### Job
Set down every record once more, exactly as given.

### Record list
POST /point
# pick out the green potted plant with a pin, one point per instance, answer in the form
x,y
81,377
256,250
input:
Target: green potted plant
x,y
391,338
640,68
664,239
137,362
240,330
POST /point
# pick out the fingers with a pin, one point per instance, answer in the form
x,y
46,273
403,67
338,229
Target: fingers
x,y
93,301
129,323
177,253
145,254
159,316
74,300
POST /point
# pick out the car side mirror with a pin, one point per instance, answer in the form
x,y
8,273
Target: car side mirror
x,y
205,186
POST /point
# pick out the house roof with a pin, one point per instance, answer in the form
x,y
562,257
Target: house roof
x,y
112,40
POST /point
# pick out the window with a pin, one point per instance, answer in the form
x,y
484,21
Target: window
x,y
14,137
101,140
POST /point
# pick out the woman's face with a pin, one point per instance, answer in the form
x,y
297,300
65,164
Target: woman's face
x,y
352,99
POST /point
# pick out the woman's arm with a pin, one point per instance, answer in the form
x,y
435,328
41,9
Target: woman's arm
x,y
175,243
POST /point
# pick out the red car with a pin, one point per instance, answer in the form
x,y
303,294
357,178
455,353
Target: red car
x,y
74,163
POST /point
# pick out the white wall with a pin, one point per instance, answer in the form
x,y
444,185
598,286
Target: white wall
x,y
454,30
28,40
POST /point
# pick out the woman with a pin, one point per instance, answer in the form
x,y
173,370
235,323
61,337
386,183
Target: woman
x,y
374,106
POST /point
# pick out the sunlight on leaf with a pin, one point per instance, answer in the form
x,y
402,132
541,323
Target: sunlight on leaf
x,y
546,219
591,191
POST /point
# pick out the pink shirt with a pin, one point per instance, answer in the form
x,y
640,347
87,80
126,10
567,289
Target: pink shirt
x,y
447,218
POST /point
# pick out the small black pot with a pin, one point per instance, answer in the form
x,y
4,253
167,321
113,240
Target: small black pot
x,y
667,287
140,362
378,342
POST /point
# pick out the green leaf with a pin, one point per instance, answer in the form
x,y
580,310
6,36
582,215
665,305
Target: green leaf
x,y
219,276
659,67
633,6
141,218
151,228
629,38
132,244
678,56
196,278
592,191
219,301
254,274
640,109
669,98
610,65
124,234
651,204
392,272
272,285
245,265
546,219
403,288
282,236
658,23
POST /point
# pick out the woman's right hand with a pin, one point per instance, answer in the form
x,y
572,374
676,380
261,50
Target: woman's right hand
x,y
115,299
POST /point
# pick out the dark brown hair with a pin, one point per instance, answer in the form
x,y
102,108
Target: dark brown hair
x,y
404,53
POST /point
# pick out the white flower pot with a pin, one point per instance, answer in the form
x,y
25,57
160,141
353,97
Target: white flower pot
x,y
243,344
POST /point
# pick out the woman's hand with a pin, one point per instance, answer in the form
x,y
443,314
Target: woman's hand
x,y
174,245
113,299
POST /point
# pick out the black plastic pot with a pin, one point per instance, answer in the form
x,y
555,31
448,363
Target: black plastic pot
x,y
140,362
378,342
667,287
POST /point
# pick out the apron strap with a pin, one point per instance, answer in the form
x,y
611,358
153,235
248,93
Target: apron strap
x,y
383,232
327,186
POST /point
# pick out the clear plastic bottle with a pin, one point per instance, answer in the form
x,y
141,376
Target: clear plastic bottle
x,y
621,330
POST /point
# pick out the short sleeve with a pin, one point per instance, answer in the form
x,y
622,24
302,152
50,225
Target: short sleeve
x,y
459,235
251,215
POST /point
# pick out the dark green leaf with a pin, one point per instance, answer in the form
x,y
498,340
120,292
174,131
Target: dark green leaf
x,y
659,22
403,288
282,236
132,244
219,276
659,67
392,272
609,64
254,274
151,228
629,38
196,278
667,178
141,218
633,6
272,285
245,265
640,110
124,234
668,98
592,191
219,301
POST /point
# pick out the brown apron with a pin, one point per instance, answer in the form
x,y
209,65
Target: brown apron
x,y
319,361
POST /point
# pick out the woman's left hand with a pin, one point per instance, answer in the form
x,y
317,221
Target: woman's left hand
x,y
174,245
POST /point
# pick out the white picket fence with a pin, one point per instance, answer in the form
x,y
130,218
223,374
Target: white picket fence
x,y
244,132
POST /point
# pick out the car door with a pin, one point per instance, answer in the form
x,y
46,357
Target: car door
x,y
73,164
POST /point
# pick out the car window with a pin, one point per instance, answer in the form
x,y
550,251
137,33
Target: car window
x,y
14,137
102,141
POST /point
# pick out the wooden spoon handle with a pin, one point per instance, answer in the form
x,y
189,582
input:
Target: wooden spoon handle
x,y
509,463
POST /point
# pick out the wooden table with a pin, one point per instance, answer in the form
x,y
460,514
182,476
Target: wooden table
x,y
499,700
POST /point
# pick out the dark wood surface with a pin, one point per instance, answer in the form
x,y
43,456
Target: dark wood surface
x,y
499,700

### Solution to this problem
POST /point
# pick out the green potted plant with a pin, one point per instance, answer in the form
x,y
81,377
256,250
input:
Target: green potted plant
x,y
391,338
640,68
664,239
137,362
240,330
POST /point
# pick out the fingers with a pin, one point per instance, answer in the form
x,y
46,273
403,67
338,229
Target: fingers
x,y
93,301
129,323
177,253
145,254
159,316
74,300
POST /point
# pick out the car side mirror with a pin, one point per instance, answer in the form
x,y
8,273
Target: car side mirror
x,y
205,186
POST /point
# pick out the house roof with a pin, one point per instance, answer in the form
x,y
562,257
Target: house roof
x,y
112,40
POST /point
# pick out the window with a pin, one point per instance, answer in the form
x,y
484,21
Target: window
x,y
14,137
101,140
POST /point
# pick out the woman's face with a pin, one point per instance, answer in the form
x,y
297,300
65,164
Target: woman's face
x,y
352,99
POST /point
# pick out the woman's arm with a pin, one point per instance, answer in the form
x,y
435,328
41,9
Target: woman's arm
x,y
175,243
POST /point
# pick out the red car with a pin, one point per instance, answer in the form
x,y
303,294
357,178
455,353
Target: red car
x,y
74,163
POST /point
# pick out the white wall with a pin, one point per instance, answer in the form
x,y
444,185
598,286
Target: white wall
x,y
454,30
28,40
POST /point
# pick out the woman with a pin, one point per instance, answer in the form
x,y
173,370
235,323
61,337
386,183
Target: woman
x,y
374,106
POST /point
# pick out the sunlight on leaf with a pin, one point per instance, answer in the form
x,y
402,132
541,323
Target: sunlight on leaf
x,y
546,219
591,191
POST /point
# pick out the pink shirt with a pin, one point per instance, answer in the form
x,y
640,347
87,80
126,10
567,289
Target: pink shirt
x,y
447,218
POST /point
# pick out the small black pot with a pin, one point per instance, answer in the form
x,y
4,253
167,321
113,240
Target: small black pot
x,y
667,287
140,362
378,342
POST /point
# pick out the green leaf with a pin, one point per instance, answer in the form
x,y
580,310
6,36
582,215
665,305
Target: green leaf
x,y
219,276
659,67
633,6
141,218
151,228
629,38
132,244
678,56
196,278
592,191
219,301
254,274
640,109
669,98
610,65
124,234
651,204
392,272
272,285
245,265
546,219
403,288
282,236
658,23
POST /point
# pick out the woman's right hand with a pin, one point per instance, answer in the form
x,y
572,374
676,380
261,50
Target: woman's right hand
x,y
115,299
POST /point
# pick out the dark brown hair with a pin, one point per instance, answer in the form
x,y
102,108
Target: dark brown hair
x,y
404,53
POST /point
# pick out the white flower pot with a pin, one point per instance, answer in the form
x,y
25,57
160,141
353,97
Target: white flower pot
x,y
243,344
POST /point
# pick out the woman's hand with a pin, one point per instance, answer in the form
x,y
443,314
Target: woman's hand
x,y
174,245
113,299
POST /point
# pick out the black plastic pot with a pin, one point per instance, answer in the form
x,y
555,31
448,363
Target: black plastic pot
x,y
140,362
378,342
667,287
POST /point
# pick out the apron strap with a pin, one point per instance, answer in the form
x,y
611,358
153,235
248,93
Target: apron strap
x,y
383,232
327,186
POST /point
# pick out the clear plastic bottle with a pin, one point per instance, answer in the form
x,y
141,376
Target: clear plastic bottle
x,y
621,330
POST /point
# pick out the short sleeve with a pin, one point per instance, answer in the form
x,y
622,24
302,152
50,225
Target: short sleeve
x,y
459,235
251,215
POST /point
# pick out the dark green leaf with a pin, one point per instance, answer in the form
x,y
498,340
120,292
174,131
Target: dark green leaf
x,y
659,22
403,288
282,236
132,244
219,276
659,67
392,272
609,64
254,274
151,228
629,38
196,278
667,178
141,218
633,6
272,285
245,265
640,110
124,234
668,98
592,191
219,301
POST /point
# pick out the brown apron with a pin, one point per instance, answer in the form
x,y
209,65
Target: brown apron
x,y
319,361
POST /point
# pick out the woman's left hand with a pin, one point per instance, answer in the form
x,y
317,221
Target: woman's left hand
x,y
174,245
POST /point
# pick out the white picket fence with a pin, one point per instance, answer in the form
x,y
130,218
223,374
Target: white picket fence
x,y
244,132
POST /point
# pick out the car door with a pin, one point per instance, answer in the form
x,y
46,357
Target: car door
x,y
73,164
POST /point
# pick out the car window with a pin, one point per instance, answer in the form
x,y
550,251
137,33
Target: car window
x,y
14,137
102,141
POST /point
# pick out the wooden spoon handle with a pin, one point per instance, answer in the form
x,y
189,582
input:
Target: wooden spoon handle
x,y
509,463
POST /point
# pick out the wooden table with a pin, one point per instance, answer in the form
x,y
460,514
182,476
Target: wooden table
x,y
499,700
POST /point
# pick out the dark wood surface with a pin, one point per instance, answer in the form
x,y
43,456
Target: dark wood surface
x,y
499,700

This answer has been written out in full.